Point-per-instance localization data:
________________
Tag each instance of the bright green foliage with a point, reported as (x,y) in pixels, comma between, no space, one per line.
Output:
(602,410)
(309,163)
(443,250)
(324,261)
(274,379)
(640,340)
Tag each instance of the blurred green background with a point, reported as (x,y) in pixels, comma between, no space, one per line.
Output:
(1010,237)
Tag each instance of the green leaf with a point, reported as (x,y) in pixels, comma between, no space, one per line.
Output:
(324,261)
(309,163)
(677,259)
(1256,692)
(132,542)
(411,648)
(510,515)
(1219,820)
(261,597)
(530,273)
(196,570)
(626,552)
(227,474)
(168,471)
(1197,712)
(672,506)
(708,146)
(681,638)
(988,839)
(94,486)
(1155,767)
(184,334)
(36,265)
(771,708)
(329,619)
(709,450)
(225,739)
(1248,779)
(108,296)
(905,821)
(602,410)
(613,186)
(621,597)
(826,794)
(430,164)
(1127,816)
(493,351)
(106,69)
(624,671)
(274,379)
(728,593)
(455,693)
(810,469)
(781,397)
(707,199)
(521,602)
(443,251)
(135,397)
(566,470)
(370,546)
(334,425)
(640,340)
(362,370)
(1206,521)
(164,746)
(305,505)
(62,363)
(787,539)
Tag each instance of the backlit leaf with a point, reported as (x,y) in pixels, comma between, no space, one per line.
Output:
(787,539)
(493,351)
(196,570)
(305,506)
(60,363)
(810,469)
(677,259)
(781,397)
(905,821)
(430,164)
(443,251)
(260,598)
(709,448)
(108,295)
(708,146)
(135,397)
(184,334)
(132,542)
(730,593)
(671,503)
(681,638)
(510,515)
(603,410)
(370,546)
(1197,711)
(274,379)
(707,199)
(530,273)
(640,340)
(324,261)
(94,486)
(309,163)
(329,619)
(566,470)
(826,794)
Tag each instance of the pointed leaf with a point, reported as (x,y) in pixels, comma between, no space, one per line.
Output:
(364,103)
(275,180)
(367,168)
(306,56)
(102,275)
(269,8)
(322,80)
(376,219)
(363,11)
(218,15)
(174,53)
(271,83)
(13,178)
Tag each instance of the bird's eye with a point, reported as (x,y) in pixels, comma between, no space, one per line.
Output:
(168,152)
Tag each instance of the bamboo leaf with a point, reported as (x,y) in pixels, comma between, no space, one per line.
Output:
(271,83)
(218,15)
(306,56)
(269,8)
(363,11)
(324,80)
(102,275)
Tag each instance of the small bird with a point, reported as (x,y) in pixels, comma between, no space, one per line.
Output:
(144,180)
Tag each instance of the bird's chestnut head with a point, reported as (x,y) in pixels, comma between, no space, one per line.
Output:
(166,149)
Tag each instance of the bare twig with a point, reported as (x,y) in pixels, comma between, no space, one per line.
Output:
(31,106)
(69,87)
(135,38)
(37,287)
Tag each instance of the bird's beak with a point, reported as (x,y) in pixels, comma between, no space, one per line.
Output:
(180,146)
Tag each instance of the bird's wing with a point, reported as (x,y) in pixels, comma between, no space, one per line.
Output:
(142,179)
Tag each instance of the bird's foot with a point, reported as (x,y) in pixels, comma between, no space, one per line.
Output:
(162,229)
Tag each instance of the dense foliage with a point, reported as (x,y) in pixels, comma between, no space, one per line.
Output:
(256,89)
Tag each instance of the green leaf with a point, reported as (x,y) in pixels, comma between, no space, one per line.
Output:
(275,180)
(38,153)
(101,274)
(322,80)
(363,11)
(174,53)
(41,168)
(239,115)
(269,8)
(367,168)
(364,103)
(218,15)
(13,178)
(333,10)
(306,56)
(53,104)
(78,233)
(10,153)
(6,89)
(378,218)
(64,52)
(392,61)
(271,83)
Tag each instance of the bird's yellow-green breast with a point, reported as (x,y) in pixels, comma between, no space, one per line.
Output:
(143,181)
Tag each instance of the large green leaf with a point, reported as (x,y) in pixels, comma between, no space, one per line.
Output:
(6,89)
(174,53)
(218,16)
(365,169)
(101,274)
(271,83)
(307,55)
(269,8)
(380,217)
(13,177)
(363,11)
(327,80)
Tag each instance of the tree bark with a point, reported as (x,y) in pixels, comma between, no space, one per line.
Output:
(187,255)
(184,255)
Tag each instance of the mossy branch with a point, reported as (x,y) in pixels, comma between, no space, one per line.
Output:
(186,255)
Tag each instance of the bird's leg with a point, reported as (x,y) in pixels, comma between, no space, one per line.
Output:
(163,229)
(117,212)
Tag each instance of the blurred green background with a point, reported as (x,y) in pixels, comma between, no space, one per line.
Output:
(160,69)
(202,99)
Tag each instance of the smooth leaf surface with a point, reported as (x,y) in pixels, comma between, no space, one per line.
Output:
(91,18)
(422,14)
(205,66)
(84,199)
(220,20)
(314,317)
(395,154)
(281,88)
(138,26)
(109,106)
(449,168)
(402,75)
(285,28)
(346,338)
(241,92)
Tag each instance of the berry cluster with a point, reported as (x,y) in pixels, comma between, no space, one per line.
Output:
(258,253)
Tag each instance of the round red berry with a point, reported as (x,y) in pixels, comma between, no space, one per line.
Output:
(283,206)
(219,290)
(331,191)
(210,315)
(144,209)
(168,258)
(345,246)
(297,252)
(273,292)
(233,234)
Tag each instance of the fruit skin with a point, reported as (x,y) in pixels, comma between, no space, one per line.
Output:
________________
▶ _EXERCISE OBJECTIVE_: Please count how many lines in the preceding records hold the word "berry", then give only that number.

▶ _EXERCISE OUTPUT_: 2